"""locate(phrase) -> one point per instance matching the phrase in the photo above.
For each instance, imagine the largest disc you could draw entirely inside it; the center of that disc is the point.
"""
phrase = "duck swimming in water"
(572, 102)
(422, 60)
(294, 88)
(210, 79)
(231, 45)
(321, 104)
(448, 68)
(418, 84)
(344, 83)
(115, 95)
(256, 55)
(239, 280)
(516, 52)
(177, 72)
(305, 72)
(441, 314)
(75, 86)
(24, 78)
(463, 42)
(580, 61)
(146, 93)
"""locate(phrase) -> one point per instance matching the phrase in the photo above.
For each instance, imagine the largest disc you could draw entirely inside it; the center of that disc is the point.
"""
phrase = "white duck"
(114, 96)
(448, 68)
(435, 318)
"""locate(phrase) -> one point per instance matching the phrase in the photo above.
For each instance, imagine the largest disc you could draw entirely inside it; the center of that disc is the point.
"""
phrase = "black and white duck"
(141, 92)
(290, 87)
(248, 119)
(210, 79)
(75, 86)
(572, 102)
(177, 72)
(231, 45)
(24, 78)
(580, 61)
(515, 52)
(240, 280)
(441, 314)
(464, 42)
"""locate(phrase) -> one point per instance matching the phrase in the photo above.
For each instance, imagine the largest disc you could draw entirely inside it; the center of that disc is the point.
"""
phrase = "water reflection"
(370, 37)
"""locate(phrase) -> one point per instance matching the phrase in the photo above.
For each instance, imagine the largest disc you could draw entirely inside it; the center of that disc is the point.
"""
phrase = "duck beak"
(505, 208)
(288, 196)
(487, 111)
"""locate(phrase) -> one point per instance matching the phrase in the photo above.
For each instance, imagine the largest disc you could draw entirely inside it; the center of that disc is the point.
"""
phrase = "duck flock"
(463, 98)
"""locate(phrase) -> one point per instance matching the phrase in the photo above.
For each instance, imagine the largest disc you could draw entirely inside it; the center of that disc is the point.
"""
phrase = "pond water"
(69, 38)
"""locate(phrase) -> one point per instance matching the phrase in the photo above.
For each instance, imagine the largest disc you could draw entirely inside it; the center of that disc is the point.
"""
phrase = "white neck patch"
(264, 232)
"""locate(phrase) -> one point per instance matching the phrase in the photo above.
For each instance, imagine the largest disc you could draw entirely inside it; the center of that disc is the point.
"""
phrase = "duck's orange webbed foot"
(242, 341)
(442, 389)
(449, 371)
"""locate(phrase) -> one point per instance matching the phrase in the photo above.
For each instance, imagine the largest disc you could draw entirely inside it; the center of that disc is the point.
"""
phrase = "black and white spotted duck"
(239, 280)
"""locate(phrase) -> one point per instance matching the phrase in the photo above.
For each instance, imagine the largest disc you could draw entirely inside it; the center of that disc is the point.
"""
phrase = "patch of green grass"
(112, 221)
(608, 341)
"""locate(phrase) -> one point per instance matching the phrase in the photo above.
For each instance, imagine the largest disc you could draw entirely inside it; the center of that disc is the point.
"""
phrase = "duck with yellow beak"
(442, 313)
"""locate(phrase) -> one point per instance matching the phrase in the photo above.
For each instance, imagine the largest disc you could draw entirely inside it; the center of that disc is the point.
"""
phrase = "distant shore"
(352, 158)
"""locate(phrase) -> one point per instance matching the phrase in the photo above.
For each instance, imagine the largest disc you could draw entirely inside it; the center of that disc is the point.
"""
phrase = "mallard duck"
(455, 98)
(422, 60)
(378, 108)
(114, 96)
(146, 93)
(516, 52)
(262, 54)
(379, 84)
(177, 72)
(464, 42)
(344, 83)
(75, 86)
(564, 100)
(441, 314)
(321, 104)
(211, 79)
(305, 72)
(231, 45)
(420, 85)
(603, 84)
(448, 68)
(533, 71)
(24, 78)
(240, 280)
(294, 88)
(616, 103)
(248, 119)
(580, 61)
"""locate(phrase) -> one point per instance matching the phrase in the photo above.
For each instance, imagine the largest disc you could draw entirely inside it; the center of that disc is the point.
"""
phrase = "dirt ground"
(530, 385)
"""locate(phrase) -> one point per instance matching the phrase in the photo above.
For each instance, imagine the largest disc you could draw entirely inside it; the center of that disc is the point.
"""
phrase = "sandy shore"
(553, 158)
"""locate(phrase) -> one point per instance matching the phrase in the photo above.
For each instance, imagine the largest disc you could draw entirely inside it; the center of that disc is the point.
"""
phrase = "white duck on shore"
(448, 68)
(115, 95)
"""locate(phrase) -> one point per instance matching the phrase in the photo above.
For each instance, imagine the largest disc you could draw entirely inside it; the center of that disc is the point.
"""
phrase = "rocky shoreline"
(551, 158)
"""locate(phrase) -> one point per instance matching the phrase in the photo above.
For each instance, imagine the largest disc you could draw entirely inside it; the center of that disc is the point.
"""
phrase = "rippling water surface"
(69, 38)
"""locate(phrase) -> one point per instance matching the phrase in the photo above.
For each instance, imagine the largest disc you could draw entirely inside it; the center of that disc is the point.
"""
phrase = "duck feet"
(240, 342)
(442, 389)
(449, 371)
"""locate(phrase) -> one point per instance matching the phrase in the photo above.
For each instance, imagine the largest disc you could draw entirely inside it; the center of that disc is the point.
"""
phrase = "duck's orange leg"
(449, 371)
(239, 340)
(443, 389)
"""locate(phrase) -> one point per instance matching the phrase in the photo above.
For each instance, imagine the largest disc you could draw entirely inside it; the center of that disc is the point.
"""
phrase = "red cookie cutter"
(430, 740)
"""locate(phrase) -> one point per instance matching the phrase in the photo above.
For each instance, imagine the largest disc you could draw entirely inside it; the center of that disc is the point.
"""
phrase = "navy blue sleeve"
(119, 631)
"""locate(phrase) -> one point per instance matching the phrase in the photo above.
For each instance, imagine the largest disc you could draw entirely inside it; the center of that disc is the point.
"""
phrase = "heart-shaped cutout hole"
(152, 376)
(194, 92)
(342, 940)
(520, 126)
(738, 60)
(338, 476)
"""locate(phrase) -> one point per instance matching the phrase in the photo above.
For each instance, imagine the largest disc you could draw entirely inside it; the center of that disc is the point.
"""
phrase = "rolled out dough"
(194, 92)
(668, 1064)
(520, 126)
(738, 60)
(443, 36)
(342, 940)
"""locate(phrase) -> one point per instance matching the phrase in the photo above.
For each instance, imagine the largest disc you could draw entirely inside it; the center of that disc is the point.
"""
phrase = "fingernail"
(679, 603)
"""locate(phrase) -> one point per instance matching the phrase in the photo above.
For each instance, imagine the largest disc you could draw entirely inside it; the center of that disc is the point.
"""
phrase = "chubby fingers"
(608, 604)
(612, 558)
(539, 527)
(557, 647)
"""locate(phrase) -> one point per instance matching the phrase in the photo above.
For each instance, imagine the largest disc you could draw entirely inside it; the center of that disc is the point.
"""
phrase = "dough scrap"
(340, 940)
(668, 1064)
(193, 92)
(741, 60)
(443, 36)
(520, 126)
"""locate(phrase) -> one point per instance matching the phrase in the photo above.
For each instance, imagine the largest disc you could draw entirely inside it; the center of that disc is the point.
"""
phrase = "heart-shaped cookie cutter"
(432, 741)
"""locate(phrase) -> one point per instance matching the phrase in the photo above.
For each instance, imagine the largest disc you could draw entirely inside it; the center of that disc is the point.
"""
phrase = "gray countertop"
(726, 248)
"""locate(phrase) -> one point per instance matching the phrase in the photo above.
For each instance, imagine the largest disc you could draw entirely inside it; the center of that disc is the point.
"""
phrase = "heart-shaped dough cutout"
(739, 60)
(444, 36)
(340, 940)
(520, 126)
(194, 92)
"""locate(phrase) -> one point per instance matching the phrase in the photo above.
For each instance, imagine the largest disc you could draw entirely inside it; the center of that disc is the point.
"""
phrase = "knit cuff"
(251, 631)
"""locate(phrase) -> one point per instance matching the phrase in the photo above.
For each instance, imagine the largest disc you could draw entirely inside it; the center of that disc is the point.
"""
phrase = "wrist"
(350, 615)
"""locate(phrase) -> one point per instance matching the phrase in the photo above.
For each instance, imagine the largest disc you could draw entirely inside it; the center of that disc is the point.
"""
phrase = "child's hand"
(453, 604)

#### DE OPDRACHT:
Geef alle regels uit het materiaal hierboven waarin het woord "cookie" voorkomt.

#### ANTWOORD:
phrase = "red cookie cutter"
phrase = "heart-shaped cookie cutter"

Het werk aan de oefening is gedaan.